---------- Data provided

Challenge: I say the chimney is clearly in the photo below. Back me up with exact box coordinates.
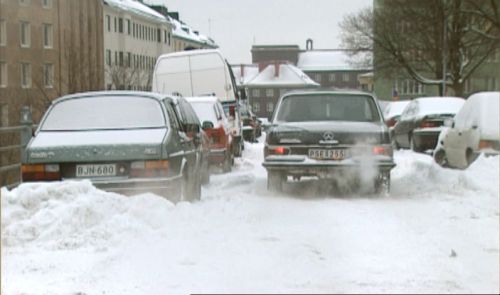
[240,64,245,78]
[274,61,280,77]
[258,62,269,72]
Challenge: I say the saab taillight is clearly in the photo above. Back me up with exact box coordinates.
[130,160,169,177]
[478,140,498,150]
[22,164,61,181]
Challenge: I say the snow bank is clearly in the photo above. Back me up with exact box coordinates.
[1,181,174,250]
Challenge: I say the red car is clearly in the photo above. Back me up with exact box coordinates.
[186,96,234,172]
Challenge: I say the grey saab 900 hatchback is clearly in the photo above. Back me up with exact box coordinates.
[22,91,201,202]
[263,90,396,194]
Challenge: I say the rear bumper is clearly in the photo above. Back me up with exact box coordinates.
[84,175,182,198]
[208,148,227,164]
[263,155,395,178]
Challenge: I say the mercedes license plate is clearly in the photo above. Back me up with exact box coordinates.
[76,164,116,177]
[308,149,346,160]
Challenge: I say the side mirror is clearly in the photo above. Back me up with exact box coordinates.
[229,105,236,118]
[202,121,214,130]
[444,118,454,128]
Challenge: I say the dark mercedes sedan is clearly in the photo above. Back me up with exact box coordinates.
[262,90,396,194]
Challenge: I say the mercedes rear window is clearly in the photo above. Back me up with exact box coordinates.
[275,94,381,123]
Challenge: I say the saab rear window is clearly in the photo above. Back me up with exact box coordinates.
[42,96,166,131]
[275,94,381,123]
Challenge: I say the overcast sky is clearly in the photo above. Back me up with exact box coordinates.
[151,0,372,64]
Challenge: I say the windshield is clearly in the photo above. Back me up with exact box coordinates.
[41,96,166,131]
[275,94,381,123]
[190,102,218,124]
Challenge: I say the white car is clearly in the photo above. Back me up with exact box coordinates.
[434,91,500,169]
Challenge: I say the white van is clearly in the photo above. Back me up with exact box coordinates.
[152,49,243,156]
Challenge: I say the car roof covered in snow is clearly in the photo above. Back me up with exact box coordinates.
[50,91,171,105]
[384,100,411,119]
[411,96,465,116]
[185,96,221,104]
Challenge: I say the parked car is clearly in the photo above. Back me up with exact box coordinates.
[171,95,211,184]
[383,100,411,147]
[186,96,234,172]
[240,102,261,142]
[21,91,202,201]
[433,91,500,169]
[152,49,244,158]
[392,96,464,152]
[262,90,396,194]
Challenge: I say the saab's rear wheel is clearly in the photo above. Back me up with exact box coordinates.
[182,168,201,202]
[222,151,232,173]
[466,149,478,167]
[268,171,285,192]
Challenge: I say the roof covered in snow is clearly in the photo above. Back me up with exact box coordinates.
[297,50,371,72]
[103,0,168,23]
[246,63,320,88]
[169,18,217,48]
[231,64,260,86]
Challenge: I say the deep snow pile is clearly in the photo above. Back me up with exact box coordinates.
[1,141,499,294]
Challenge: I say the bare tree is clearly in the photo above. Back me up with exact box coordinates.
[340,0,500,96]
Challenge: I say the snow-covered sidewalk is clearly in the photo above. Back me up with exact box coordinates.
[2,141,499,294]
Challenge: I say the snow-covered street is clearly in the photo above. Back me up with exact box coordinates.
[2,139,499,294]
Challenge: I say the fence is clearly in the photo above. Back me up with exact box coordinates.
[0,106,35,189]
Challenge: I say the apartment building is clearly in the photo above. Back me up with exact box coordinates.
[103,0,173,91]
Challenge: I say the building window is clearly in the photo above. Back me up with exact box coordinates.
[265,88,274,97]
[167,32,171,45]
[0,104,8,127]
[43,23,53,48]
[20,21,30,47]
[328,73,335,82]
[315,74,322,83]
[342,73,349,82]
[20,62,31,88]
[253,102,260,112]
[252,88,260,97]
[106,15,111,32]
[106,49,111,66]
[486,77,499,90]
[0,19,6,46]
[397,79,424,95]
[0,62,7,87]
[119,51,123,66]
[267,102,274,113]
[118,18,123,33]
[43,63,53,88]
[127,52,131,67]
[127,19,131,35]
[114,51,117,66]
[42,0,52,8]
[157,28,161,43]
[114,17,116,32]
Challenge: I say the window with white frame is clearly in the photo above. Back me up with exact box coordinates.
[315,73,322,83]
[267,102,274,113]
[0,62,7,87]
[20,62,31,88]
[397,78,424,95]
[253,102,260,112]
[43,63,53,88]
[342,73,350,82]
[328,73,335,82]
[43,23,53,48]
[252,88,260,97]
[106,15,111,32]
[20,21,30,47]
[0,19,6,46]
[42,0,52,8]
[265,88,274,97]
[486,77,499,90]
[106,49,111,66]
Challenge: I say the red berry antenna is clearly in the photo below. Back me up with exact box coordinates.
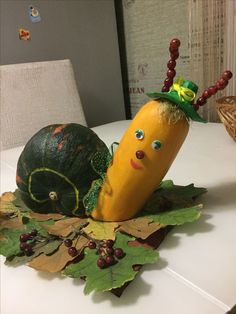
[193,70,233,111]
[162,38,181,92]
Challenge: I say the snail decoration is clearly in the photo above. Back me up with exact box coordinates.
[16,39,233,222]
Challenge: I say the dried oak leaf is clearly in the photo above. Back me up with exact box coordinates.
[83,218,118,241]
[41,217,88,237]
[0,192,16,203]
[29,211,65,221]
[28,235,89,273]
[0,216,24,230]
[118,217,163,240]
[0,192,18,215]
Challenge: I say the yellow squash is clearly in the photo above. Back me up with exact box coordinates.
[91,100,189,221]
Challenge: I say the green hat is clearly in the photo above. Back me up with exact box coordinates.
[146,77,206,123]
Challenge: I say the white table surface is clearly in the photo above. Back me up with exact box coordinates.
[1,120,236,314]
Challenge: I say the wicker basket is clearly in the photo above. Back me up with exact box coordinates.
[216,96,236,141]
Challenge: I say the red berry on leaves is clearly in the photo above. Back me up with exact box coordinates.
[68,247,78,257]
[106,240,114,248]
[88,240,96,249]
[30,229,38,237]
[167,59,176,70]
[106,247,114,255]
[25,248,33,256]
[20,233,30,242]
[20,242,29,251]
[64,239,73,247]
[23,243,33,256]
[105,255,115,265]
[222,70,232,80]
[167,69,176,79]
[114,248,124,259]
[170,38,181,49]
[97,258,106,268]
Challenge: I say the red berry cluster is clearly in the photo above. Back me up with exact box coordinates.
[85,239,124,269]
[162,38,181,92]
[19,229,38,256]
[64,238,78,257]
[193,70,233,111]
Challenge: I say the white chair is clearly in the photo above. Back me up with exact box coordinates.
[0,59,87,150]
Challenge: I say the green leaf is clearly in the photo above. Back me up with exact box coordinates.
[0,228,23,257]
[63,232,158,294]
[0,216,52,258]
[144,181,207,214]
[158,180,175,189]
[146,205,202,226]
[12,189,31,212]
[5,239,62,266]
[23,217,51,236]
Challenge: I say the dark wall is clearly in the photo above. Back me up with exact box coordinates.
[0,0,126,126]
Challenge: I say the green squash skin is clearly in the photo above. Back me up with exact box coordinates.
[16,123,109,215]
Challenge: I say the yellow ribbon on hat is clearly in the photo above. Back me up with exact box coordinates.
[169,77,195,102]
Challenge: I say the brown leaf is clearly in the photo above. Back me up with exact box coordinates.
[41,217,88,237]
[28,235,89,273]
[0,192,16,203]
[0,216,24,230]
[118,217,163,240]
[29,211,65,221]
[0,192,18,215]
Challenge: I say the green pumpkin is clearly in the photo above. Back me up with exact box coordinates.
[16,123,109,216]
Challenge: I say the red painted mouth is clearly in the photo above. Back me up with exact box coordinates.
[130,158,143,170]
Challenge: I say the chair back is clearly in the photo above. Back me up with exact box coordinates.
[0,59,87,150]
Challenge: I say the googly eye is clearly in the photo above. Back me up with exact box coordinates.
[135,129,144,140]
[151,140,162,150]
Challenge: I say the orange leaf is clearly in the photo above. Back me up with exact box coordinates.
[28,235,89,273]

--------------------

▶ _Exercise brief_: Repeat the material verbatim. Do not carry over any picture.

▶ _Solution to the exercise_:
Challenge: I say the chimney is clearly in the photo below. Back me up with exact box coordinates.
[240,64,245,78]
[274,61,280,77]
[258,62,269,72]
Challenge: I say the saab taillight is clearly in the photo above. Back me up with exact box coordinates.
[130,160,169,177]
[478,140,498,150]
[22,164,61,181]
Challenge: I say the snow bank is clearly in the photo above. Back me up with exact box coordinates.
[1,181,174,250]
Challenge: I say the red car is clearly in the photo above. Back me up with exact box coordinates.
[186,96,234,172]
Challenge: I say the grey saab 900 hatchback is clearly in the photo above. Back me up with exact box coordinates.
[22,91,201,202]
[263,90,396,194]
Challenge: I say the rear bumper is clearly in the photo above. Back me up with exact box coordinates.
[84,175,182,198]
[208,148,227,164]
[263,155,395,178]
Challenge: I say the mercedes license plate is clearly in the photo above. Back me up with exact box coordinates.
[76,164,116,177]
[308,149,346,160]
Challenge: I say the side mirror is clearly in the photo above. Back me up with exact box coordinates.
[229,105,236,118]
[202,121,214,130]
[444,118,454,128]
Challenge: I say the dark mercedes sedan is clearly in the photo above. Back me up with exact box coordinates.
[262,90,396,194]
Challenge: I say the mercedes rear window is clearly in the photo above. Back me up with exact box coordinates.
[275,94,381,123]
Challenge: I say the saab rear window is clearly in the photo above. Back me up with exact box coordinates.
[42,96,166,131]
[275,94,381,123]
Challenge: I say the overcast sky is clearly in the photo above. Back me up with exact box coordinates.
[151,0,372,64]
Challenge: I say the windshield is clearly in the photo above. Back me up with exact box coordinates.
[41,96,166,131]
[275,94,381,123]
[190,102,218,124]
Challenge: I say the white car is clearly in the photo above. Back me up with exact box coordinates.
[434,91,500,169]
Challenge: I say the white van is clearly in the photo above. Back me up with exact box coordinates.
[152,49,243,156]
Challenge: I say the car roof covered in snow is clearly in the photo above. Back me up with exact box coordinates.
[50,91,171,105]
[384,100,411,119]
[411,96,465,116]
[185,96,221,104]
Challenge: I say the parked car is clearly in the photo above. Back me up with exact box coordinates.
[171,95,211,184]
[383,100,411,147]
[186,96,234,172]
[240,102,261,142]
[21,91,202,201]
[433,91,500,169]
[152,49,244,158]
[392,96,464,152]
[262,90,396,194]
Challenge: I say the saab's rear wheel is clearly in the photo above. Back me up with exact box coordinates.
[182,168,201,202]
[222,151,232,173]
[466,149,478,167]
[268,171,285,192]
Challenge: I say the roof covered in snow is clearly in the photo above. Back me up with exact box coordinates.
[297,50,371,72]
[103,0,168,23]
[246,63,320,88]
[169,18,217,48]
[231,64,260,86]
Challenge: I say the deep snow pile is clearly in the photo above. Back me up with exact box coordinates.
[1,141,499,294]
Challenge: I say the bare tree is clearly in the photo above. Back me up with exact box coordinates.
[340,0,500,96]
Challenge: I say the snow-covered sidewalk is clearly in the photo above. Back me up with exact box coordinates.
[2,141,499,294]
Challenge: I say the snow-covered street is clearly in the photo above. Back me up with exact box coordinates.
[2,139,499,294]
Challenge: I say the fence is clearly in the photo above. Back me up with exact box coordinates.
[0,106,35,189]
Challenge: I say the apartment building is clearly in the photo above. Back me up with exact box coordinates.
[103,0,173,91]
Challenge: I say the building window is clearly in the photo above. Back me up with exact box coordinates.
[265,88,274,97]
[167,32,171,45]
[0,104,8,127]
[43,23,53,48]
[20,21,30,47]
[328,73,335,82]
[315,74,322,83]
[342,73,349,82]
[20,62,31,88]
[253,102,260,112]
[252,88,260,97]
[106,15,111,32]
[106,49,111,66]
[486,77,499,90]
[0,19,6,46]
[397,79,424,95]
[0,62,7,87]
[119,51,123,66]
[267,102,274,113]
[118,18,123,33]
[43,63,53,88]
[127,52,131,67]
[127,19,131,35]
[114,51,117,66]
[42,0,52,8]
[157,28,161,43]
[114,17,116,32]
Challenge: I say the window with white frame is clearly in the photo above. Back me up with exact box coordinates.
[315,73,322,83]
[267,102,274,113]
[0,62,7,87]
[20,62,31,88]
[397,78,424,95]
[253,102,260,112]
[43,63,53,88]
[342,73,350,82]
[328,73,335,82]
[43,23,53,48]
[252,88,260,97]
[106,15,111,32]
[20,21,30,47]
[0,19,6,46]
[42,0,52,8]
[265,88,274,97]
[486,77,499,90]
[106,49,111,66]
Challenge: I say the red berry antenna is clearly in the photo below. Back me up with exact box coordinates.
[193,70,233,111]
[162,38,181,92]
Challenge: I say the snail decoration is clearly in the photo above. Back me up with exact box coordinates.
[16,39,233,222]
Challenge: I say the dried oak leaf is clearly in the photo above. Back me up with exact box coordinates.
[83,218,118,241]
[41,217,88,237]
[0,192,16,203]
[29,211,65,221]
[28,235,89,273]
[0,216,24,230]
[118,217,163,240]
[0,192,18,215]
Challenge: I say the yellow squash is clearly in the photo above. Back me up with exact box coordinates.
[91,100,189,221]
Challenge: I say the green hat is clearly in the photo above. Back me up with exact box coordinates.
[146,77,206,123]
Challenge: I say the white table surface is clearly in the photo above. Back me up with exact box coordinates.
[1,120,236,314]
Challenge: I say the wicker basket is clearly in the photo above. Back me up with exact box coordinates.
[216,96,236,141]
Challenge: I say the red berry on leaves is clearly in the photo above. Back me up with exact box coordinates.
[68,247,78,257]
[106,240,114,248]
[88,240,96,249]
[30,229,38,237]
[167,59,176,70]
[106,247,114,255]
[25,248,33,256]
[20,233,30,242]
[20,242,29,251]
[64,239,73,247]
[23,243,33,256]
[105,255,115,265]
[222,70,232,80]
[167,69,176,79]
[114,248,124,259]
[170,38,181,49]
[97,258,106,268]
Challenge: I say the red berry cluster is clearly in the photo above. Back me up with exact box coordinates.
[85,239,124,269]
[162,38,181,92]
[19,229,38,256]
[64,238,78,257]
[193,70,233,111]
Challenge: I say the white chair is clearly in the photo above. Back me up with exact box coordinates.
[0,59,87,150]
Challenge: I say the green leaf is clearly in the photo above. Back me up with exact box coordinates.
[0,228,23,257]
[63,232,158,294]
[0,216,52,258]
[144,181,207,214]
[158,180,175,189]
[146,205,202,226]
[12,189,31,212]
[5,239,62,266]
[23,217,51,236]
Challenge: I say the dark wall is clearly in the photo above. Back me up with exact box coordinates.
[0,0,126,126]
Challenge: I say the green squash skin is clearly in the photo above. Back me up with exact box coordinates.
[16,123,109,215]
Challenge: I say the yellow ribbon on hat is clearly in the photo above. Back me up with exact box coordinates.
[169,77,195,102]
Challenge: I say the brown leaf is clearly in the photo above. Back me up with exact box coordinates.
[41,217,88,237]
[28,235,89,273]
[0,192,16,203]
[0,216,24,230]
[118,217,163,240]
[29,211,65,221]
[0,192,18,215]
Challenge: I say the green pumpkin is clearly in the photo above. Back me up with exact box coordinates.
[16,123,109,216]
Challenge: I say the red painted mouth is clearly in the photo above. Back me up with exact box coordinates.
[130,158,143,170]
Challenge: I say the chair back is clearly in the photo above. Back me up with exact box coordinates.
[0,59,87,150]
Challenge: I say the googly eye is clearly in the photo above. Back me up with exact box coordinates.
[135,129,144,140]
[151,140,162,150]
Challenge: I say the orange leaf is clearly in the photo above. Back me up with exact box coordinates.
[28,235,89,273]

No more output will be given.